* **GIVEN TEXT**:
==============================

A futile U.N. gesture that violates the 1993 Oslo Accords
It was no accident
that Mahmoud Abbas chose November 29 to seek a United Nations General Assembly
vote recognizing Palestine as a state, albeit as a non-member
"observer" state at the U.N. November 29 is the 65th anniversary of
the General Assembly's Resolution 181, which partitioned British-Mandated
Palestine into Jewish and Palestinian states.
The Jews accepted
the Resolution; Arabs unanimously rejected it. It passed by a vote of 33-13
with 10 abstentions. Had the Arab world voted for the plan, a Palestinian state
would be as old as Israel is today, and within larger borders than the 1949
Armistice lines that the Palestinian President now claims for his new,
notional, "state."
Yet if Mr. Abbas intended to acknowledge the Arab
error in rejecting the creation of a Jewish homeland, it wasn't apparent
Thursday. While he referred to Resolution 181 as "the birth certificate
for Israel," he also spoke of the "unprecedented historical injustice
inflicted on the Palestinian people since Al-Nakba [the catastrophe] of
1948." That would not have happened had the Arabs not sought to murder
Israel in its crib by invading it.

==============================

[Pointing entries]
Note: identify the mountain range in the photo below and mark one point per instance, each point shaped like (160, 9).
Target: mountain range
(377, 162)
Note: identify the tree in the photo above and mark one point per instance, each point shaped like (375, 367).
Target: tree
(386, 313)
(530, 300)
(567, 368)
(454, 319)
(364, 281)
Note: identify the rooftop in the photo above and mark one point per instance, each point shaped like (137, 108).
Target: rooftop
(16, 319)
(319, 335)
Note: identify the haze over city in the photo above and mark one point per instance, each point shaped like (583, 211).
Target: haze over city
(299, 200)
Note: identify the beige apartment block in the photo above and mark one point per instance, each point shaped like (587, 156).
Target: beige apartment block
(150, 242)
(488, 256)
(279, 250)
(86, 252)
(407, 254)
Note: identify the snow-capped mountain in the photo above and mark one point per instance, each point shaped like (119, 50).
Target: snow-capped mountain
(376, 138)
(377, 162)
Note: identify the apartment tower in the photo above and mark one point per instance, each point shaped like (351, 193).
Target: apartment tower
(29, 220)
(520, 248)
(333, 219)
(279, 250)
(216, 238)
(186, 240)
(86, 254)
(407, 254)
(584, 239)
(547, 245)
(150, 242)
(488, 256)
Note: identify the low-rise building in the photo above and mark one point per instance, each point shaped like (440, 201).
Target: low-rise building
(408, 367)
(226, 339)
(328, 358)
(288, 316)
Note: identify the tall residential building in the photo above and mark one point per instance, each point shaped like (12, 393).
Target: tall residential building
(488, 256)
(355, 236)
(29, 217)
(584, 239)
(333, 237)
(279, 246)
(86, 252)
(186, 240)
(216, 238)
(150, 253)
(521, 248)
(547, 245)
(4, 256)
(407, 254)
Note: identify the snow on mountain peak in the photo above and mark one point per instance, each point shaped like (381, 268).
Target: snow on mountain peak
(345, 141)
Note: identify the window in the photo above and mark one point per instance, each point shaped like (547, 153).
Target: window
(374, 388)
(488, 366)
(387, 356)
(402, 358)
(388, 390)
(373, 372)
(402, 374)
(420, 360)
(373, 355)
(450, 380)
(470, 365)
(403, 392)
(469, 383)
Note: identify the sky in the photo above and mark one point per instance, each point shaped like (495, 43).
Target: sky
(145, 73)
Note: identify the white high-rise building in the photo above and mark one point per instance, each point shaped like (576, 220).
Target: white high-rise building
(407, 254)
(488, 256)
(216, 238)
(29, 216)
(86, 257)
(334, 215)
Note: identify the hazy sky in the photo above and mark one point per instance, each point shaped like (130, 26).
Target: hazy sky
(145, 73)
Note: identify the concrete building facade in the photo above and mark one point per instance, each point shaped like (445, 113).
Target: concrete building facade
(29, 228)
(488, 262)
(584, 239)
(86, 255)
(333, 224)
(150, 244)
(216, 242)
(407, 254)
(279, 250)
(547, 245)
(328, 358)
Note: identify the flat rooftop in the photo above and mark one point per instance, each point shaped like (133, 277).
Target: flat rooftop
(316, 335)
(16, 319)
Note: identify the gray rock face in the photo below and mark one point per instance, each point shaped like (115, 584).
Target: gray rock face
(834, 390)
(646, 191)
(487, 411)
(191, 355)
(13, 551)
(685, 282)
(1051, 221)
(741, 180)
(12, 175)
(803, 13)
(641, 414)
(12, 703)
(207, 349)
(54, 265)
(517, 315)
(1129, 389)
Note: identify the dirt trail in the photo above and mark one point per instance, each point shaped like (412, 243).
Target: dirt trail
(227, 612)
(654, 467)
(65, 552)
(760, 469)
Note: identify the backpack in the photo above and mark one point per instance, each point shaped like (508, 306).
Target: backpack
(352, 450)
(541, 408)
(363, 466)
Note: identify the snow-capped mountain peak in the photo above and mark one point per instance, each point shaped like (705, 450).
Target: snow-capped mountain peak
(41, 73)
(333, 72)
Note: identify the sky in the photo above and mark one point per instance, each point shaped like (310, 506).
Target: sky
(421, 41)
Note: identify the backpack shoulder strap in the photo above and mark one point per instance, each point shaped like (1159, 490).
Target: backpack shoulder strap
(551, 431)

==============================

* **YOUR TASK**: Transcribe the part of the editorial on the U.N. vote starting with "A futile U.N." and going on through "and Palestinian states.". The entries have no connection to the editorial on the U.N. vote.

* **WRITTEN ANSWER**:
A futile U.N. gesture that violates the 1993 Oslo Accords
It was no accident
that Mahmoud Abbas chose November 29 to seek a United Nations General Assembly
vote recognizing Palestine as a state, albeit as a non-member
"observer" state at the U.N. November 29 is the 65th anniversary of
the General Assembly's Resolution 181, which partitioned British-Mandated
Palestine into Jewish and Palestinian states.